EXERCISE DETAILS: Starting at the first line and ending at the line that contains "[234,254,415,414]", swap "blue tarpaulin" for "blue plastic sheet" and reproduce those lines with nothing else altered.

Stored records
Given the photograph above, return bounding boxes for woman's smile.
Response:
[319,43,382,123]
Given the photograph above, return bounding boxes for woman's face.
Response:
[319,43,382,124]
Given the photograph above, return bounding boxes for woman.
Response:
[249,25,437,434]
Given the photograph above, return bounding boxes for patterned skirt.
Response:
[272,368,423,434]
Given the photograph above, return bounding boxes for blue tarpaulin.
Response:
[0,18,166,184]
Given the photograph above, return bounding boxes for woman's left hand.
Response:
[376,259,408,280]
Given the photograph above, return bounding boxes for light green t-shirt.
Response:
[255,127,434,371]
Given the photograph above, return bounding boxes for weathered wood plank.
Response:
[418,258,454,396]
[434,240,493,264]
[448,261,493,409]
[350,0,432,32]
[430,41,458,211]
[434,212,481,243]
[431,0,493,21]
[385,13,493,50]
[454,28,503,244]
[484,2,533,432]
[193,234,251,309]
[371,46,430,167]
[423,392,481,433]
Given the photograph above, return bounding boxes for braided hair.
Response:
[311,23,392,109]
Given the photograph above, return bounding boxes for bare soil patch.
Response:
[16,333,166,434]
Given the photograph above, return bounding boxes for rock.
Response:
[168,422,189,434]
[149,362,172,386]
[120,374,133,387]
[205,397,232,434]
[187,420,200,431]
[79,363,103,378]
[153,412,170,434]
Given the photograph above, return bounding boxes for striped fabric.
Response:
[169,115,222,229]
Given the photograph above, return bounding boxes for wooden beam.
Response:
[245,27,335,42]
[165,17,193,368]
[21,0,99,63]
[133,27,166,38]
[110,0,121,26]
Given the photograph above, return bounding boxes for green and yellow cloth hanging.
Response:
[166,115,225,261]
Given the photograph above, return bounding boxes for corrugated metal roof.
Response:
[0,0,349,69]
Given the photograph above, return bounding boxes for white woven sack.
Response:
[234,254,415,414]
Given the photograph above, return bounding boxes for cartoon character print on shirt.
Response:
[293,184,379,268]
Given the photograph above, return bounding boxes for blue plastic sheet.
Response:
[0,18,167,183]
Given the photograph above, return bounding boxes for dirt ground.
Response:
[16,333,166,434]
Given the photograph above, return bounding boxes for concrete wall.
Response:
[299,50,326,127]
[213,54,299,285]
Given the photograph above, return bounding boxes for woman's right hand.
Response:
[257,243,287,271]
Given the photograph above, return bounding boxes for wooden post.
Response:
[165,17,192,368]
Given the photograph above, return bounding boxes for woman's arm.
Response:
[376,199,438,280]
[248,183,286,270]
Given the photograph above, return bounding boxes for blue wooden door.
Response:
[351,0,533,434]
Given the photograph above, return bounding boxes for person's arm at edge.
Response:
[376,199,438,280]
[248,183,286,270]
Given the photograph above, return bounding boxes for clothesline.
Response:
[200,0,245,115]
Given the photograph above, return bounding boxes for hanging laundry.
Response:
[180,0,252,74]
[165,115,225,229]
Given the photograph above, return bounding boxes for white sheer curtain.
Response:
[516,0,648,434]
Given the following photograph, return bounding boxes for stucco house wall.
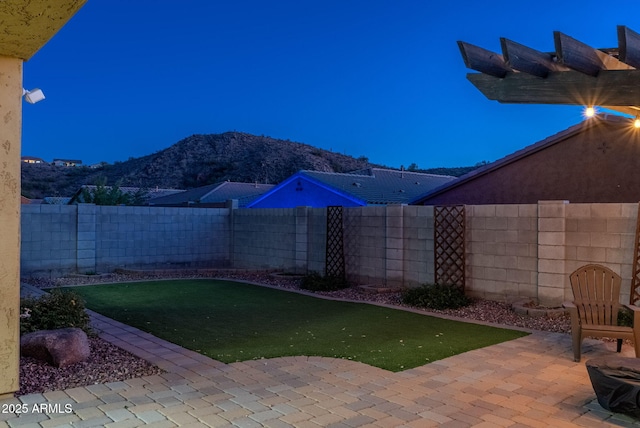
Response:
[414,116,640,205]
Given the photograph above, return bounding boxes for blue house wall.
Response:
[247,174,366,208]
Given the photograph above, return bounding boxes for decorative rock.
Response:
[20,328,91,367]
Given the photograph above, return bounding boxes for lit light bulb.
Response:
[584,106,596,117]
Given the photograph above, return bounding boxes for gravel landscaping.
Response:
[17,270,571,395]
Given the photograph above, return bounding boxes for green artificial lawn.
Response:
[65,280,527,371]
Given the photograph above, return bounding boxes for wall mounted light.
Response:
[583,106,597,118]
[22,88,44,104]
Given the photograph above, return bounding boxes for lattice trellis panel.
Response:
[433,205,466,290]
[629,204,640,305]
[325,206,345,279]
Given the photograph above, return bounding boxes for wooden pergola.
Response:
[458,26,640,116]
[458,25,640,305]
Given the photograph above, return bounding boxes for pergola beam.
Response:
[458,42,512,77]
[467,70,640,106]
[618,25,640,68]
[553,31,633,77]
[458,26,640,115]
[500,37,568,78]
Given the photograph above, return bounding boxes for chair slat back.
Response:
[569,264,622,325]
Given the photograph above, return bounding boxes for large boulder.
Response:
[20,328,91,367]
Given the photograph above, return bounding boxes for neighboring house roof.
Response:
[69,184,184,205]
[149,181,274,207]
[53,159,82,165]
[20,156,46,163]
[411,115,640,205]
[42,196,71,205]
[248,168,455,208]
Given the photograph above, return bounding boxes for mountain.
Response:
[22,132,480,199]
[22,132,379,198]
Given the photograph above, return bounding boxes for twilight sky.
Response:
[22,0,640,168]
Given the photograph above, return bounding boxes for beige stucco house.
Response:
[0,0,86,399]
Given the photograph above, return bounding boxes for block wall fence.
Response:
[21,201,638,306]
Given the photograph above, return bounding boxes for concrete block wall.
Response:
[21,201,638,306]
[233,208,298,272]
[344,206,387,285]
[95,205,230,272]
[20,205,78,276]
[466,205,538,301]
[402,206,435,287]
[303,208,328,275]
[557,204,638,303]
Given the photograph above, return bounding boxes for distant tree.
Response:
[78,179,147,205]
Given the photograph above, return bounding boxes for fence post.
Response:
[538,201,569,306]
[225,199,238,268]
[294,207,309,275]
[385,205,404,287]
[76,204,97,273]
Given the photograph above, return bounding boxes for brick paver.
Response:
[7,282,640,428]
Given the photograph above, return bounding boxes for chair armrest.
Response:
[623,304,640,331]
[623,304,640,312]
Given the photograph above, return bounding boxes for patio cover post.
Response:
[0,56,22,398]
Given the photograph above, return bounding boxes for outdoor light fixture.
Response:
[583,106,596,118]
[22,88,44,104]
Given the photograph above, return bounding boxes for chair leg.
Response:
[571,331,582,363]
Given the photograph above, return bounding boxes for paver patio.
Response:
[5,282,640,428]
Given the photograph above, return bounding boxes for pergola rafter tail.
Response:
[458,26,640,115]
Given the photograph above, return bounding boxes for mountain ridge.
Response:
[21,131,473,199]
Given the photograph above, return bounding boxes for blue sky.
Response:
[22,0,640,168]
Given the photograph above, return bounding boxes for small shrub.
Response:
[402,284,471,309]
[300,272,349,291]
[20,289,91,334]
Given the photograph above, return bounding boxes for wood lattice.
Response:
[325,206,345,279]
[629,204,640,305]
[433,205,466,290]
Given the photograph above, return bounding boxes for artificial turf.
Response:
[66,280,527,371]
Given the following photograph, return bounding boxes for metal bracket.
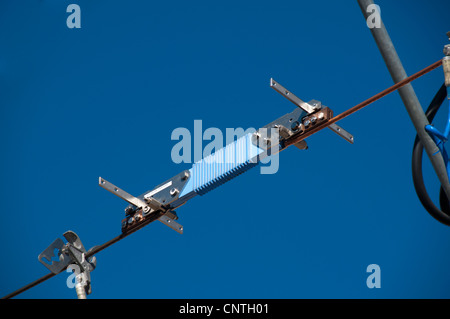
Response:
[270,78,354,144]
[98,177,183,234]
[38,230,97,299]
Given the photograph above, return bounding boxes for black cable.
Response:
[411,84,450,226]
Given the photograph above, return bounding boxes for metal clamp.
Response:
[98,178,185,234]
[270,78,354,144]
[38,230,97,299]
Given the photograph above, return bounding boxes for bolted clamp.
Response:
[38,230,97,299]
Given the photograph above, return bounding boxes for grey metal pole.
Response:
[358,0,450,202]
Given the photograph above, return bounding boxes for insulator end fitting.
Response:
[442,56,450,87]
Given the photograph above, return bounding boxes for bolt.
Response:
[444,44,450,56]
[169,188,180,196]
[298,124,305,133]
[291,121,300,132]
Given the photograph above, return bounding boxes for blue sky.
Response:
[0,0,450,298]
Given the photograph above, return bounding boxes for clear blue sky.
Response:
[0,0,450,298]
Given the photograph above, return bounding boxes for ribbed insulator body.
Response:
[192,134,262,195]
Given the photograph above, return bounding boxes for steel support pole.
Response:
[358,0,450,202]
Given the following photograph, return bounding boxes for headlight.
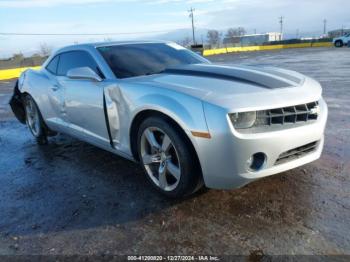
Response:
[230,111,256,129]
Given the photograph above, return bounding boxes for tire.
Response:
[23,95,48,145]
[334,40,344,47]
[137,117,203,198]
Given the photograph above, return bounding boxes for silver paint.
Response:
[19,42,328,189]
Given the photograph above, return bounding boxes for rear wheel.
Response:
[138,117,202,198]
[334,40,344,47]
[24,95,47,145]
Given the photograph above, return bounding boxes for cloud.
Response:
[0,0,125,8]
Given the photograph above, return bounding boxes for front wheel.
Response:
[23,95,47,145]
[334,40,344,47]
[138,117,202,198]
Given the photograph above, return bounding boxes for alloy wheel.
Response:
[26,96,40,137]
[141,127,181,191]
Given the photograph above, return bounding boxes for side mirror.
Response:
[67,67,102,82]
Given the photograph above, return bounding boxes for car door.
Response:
[45,55,66,132]
[57,51,110,146]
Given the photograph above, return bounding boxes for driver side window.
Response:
[57,51,104,78]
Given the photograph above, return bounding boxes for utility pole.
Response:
[279,16,284,40]
[323,19,327,35]
[188,7,196,45]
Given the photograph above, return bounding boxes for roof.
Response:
[64,40,169,48]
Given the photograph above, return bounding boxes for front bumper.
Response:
[196,99,328,189]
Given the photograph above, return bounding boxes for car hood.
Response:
[126,64,322,111]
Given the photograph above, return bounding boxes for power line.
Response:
[0,30,169,36]
[279,16,284,40]
[188,7,196,45]
[323,19,327,35]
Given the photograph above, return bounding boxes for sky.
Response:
[0,0,350,58]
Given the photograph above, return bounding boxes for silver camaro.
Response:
[10,42,327,197]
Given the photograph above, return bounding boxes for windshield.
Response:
[98,43,209,78]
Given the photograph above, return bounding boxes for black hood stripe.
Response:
[162,69,270,88]
[162,65,299,89]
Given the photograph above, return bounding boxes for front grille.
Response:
[255,102,319,126]
[275,141,318,165]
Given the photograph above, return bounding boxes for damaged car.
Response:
[10,41,328,197]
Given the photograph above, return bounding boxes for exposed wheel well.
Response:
[130,110,202,175]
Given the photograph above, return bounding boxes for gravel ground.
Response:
[0,48,350,256]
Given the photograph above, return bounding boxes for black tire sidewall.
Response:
[335,40,344,47]
[137,117,201,198]
[23,95,47,144]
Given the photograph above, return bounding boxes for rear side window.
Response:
[46,56,60,75]
[57,51,103,77]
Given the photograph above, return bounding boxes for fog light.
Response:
[247,152,266,171]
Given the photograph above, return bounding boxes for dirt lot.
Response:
[0,48,350,255]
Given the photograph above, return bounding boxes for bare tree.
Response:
[39,43,52,57]
[207,30,221,45]
[179,36,192,47]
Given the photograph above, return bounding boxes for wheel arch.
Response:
[129,109,202,175]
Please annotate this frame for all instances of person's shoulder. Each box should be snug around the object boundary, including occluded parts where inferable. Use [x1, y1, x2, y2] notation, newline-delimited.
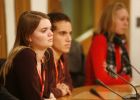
[94, 34, 106, 40]
[16, 48, 36, 59]
[19, 48, 35, 55]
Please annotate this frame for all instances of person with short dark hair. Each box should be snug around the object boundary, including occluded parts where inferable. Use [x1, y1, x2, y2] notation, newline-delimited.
[48, 12, 72, 97]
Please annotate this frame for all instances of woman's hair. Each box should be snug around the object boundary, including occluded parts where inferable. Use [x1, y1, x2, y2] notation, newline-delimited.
[0, 11, 49, 81]
[97, 1, 127, 39]
[14, 11, 49, 47]
[48, 12, 71, 31]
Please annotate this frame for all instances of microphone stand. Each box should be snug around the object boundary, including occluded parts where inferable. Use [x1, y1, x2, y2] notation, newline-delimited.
[109, 69, 140, 100]
[96, 79, 127, 100]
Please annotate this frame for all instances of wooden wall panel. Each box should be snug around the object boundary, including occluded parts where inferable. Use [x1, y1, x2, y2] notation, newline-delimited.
[15, 0, 31, 23]
[48, 0, 63, 13]
[0, 0, 7, 58]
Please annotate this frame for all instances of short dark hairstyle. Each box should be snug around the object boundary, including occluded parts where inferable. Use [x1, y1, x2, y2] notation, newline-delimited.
[47, 12, 71, 31]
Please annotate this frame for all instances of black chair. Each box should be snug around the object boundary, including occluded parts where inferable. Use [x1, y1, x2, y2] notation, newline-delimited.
[0, 58, 6, 68]
[0, 58, 19, 100]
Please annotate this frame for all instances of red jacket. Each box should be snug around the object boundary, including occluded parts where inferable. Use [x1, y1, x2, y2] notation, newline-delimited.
[85, 34, 131, 85]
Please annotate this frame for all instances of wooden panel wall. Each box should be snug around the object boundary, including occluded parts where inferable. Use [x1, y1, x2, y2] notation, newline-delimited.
[15, 0, 30, 23]
[0, 0, 7, 58]
[48, 0, 63, 13]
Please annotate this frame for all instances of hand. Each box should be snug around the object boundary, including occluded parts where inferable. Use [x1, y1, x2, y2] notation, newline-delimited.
[44, 93, 56, 100]
[57, 83, 71, 96]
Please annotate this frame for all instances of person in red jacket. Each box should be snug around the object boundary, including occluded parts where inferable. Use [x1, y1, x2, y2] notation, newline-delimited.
[85, 2, 132, 85]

REPLY TO THE TASK:
Given the photograph above, return bounding boxes for woman's smile.
Response:
[319,43,382,123]
Given the photograph above, return bounding boxes for woman's face.
Response:
[319,43,382,124]
Given the photograph above, return bounding boxes for woman.
Response:
[249,25,437,434]
Given the photograph above, return bounding boxes for patterned skirt.
Response:
[272,368,423,434]
Given the photograph above, return bounding boxes for blue plastic sheet.
Response:
[0,18,166,184]
Given the photograph above, return bounding boxes for woman's left hand.
Response:
[376,259,408,280]
Given the photograph above, return bounding boxes for light green t-shirt.
Response:
[255,127,434,371]
Given the photograph above, return bounding boxes for weathered wood plank.
Response:
[418,258,454,396]
[434,240,493,264]
[448,261,493,409]
[350,0,432,32]
[430,41,458,211]
[434,212,481,243]
[431,0,493,21]
[385,13,493,50]
[454,28,503,244]
[484,2,533,432]
[193,234,251,309]
[371,46,430,167]
[423,392,481,433]
Given the photograph above, return bounding boxes for braided hair.
Response:
[311,23,392,109]
Given the photograph above, return bounding boxes for bare soil patch.
Response:
[16,333,166,434]
Given the photograph above, return bounding boxes for rock.
Response:
[168,422,189,434]
[149,362,172,386]
[120,374,133,387]
[205,397,232,434]
[187,420,200,431]
[79,363,103,378]
[153,412,170,434]
Given the photograph above, return bounding boxes for striped fabric.
Response:
[169,115,222,229]
Given the photograph above, return bounding boxes for wooden beam.
Response:
[245,27,335,42]
[165,17,193,368]
[21,0,99,63]
[133,27,166,38]
[110,0,121,26]
Given the photograph above, return bounding boxes for green and yellow cloth hanging.
Response:
[166,115,225,261]
Given the photograph above, return bounding boxes for corrugated metal roof.
Response:
[0,0,349,69]
Given the photograph above, return bounding boxes for white woven sack.
Response:
[234,254,415,414]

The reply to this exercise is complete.